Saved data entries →
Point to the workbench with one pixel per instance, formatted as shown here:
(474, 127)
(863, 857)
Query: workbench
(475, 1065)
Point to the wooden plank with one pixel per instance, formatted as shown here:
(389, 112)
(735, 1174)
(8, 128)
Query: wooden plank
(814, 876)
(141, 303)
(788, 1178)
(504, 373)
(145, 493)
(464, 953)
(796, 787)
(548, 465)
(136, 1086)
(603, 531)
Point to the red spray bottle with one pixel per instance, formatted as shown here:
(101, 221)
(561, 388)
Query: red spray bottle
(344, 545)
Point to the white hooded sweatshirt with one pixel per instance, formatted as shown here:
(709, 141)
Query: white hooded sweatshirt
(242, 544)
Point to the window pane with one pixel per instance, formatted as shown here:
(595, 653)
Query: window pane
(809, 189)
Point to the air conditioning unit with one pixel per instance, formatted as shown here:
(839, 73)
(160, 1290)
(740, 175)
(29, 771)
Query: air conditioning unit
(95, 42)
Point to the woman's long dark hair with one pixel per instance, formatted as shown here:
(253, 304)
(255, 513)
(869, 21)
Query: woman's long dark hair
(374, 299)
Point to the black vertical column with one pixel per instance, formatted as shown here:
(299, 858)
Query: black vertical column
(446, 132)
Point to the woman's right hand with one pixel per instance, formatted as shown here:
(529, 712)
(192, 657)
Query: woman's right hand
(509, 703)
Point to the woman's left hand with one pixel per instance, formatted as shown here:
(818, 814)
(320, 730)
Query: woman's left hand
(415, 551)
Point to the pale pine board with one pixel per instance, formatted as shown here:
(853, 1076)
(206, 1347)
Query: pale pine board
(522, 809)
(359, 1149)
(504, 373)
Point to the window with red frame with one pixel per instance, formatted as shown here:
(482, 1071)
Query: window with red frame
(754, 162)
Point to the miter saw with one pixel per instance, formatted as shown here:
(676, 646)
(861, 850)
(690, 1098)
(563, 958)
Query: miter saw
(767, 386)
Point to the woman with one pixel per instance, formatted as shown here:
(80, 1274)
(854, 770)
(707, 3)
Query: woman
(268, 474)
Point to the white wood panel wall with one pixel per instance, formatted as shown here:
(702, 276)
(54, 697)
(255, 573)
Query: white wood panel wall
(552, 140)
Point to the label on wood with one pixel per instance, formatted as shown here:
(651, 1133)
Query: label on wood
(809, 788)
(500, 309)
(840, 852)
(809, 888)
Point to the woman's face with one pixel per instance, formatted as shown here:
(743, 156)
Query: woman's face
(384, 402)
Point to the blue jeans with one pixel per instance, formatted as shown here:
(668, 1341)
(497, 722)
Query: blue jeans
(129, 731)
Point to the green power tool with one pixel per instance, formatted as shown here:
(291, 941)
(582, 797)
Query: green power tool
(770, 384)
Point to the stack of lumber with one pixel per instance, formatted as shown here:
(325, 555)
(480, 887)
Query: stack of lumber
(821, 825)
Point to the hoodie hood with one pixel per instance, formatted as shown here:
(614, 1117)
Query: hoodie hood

BRIEF → The lines to quote run from the one containing "Point to the miter" through the final line of the material above; please give them exactly, both ends included, and nothing else.

EXERCISE RESULT →
Point to the miter saw with one pixel per instance, formatted as shown here:
(676, 646)
(861, 850)
(690, 1098)
(563, 958)
Query: miter saw
(767, 386)
Point to the woman with one pixel per instance, formatted as shown here:
(80, 1274)
(854, 770)
(707, 3)
Query: woman
(268, 474)
Point to the white wood panel wall with one pixel per instance, formatted as shown here:
(702, 276)
(54, 697)
(255, 573)
Query: white wood panel wall
(552, 140)
Point to the label on wood with one pixel per instance, formatted as shown here:
(651, 1133)
Query: label on wood
(809, 788)
(500, 309)
(840, 852)
(809, 888)
Point to the woman's face with one pixel per instance, formatted as shown here:
(743, 156)
Query: woman's face
(384, 402)
Point to the blue jeans with one pixel per instance, formatted as shown here:
(668, 1341)
(497, 722)
Query: blue jeans
(129, 731)
Point to the green power tool with one pixel per instance, formatted as shown here:
(291, 941)
(582, 797)
Query: green power tool
(770, 384)
Point to the stack of lumber with one pixel per instance, formatted as shown here:
(325, 555)
(480, 887)
Query: stack of lumber
(821, 825)
Point to the hoodie hood with one pixel per instance, formatted as shown here:
(614, 1117)
Query: hoodie hood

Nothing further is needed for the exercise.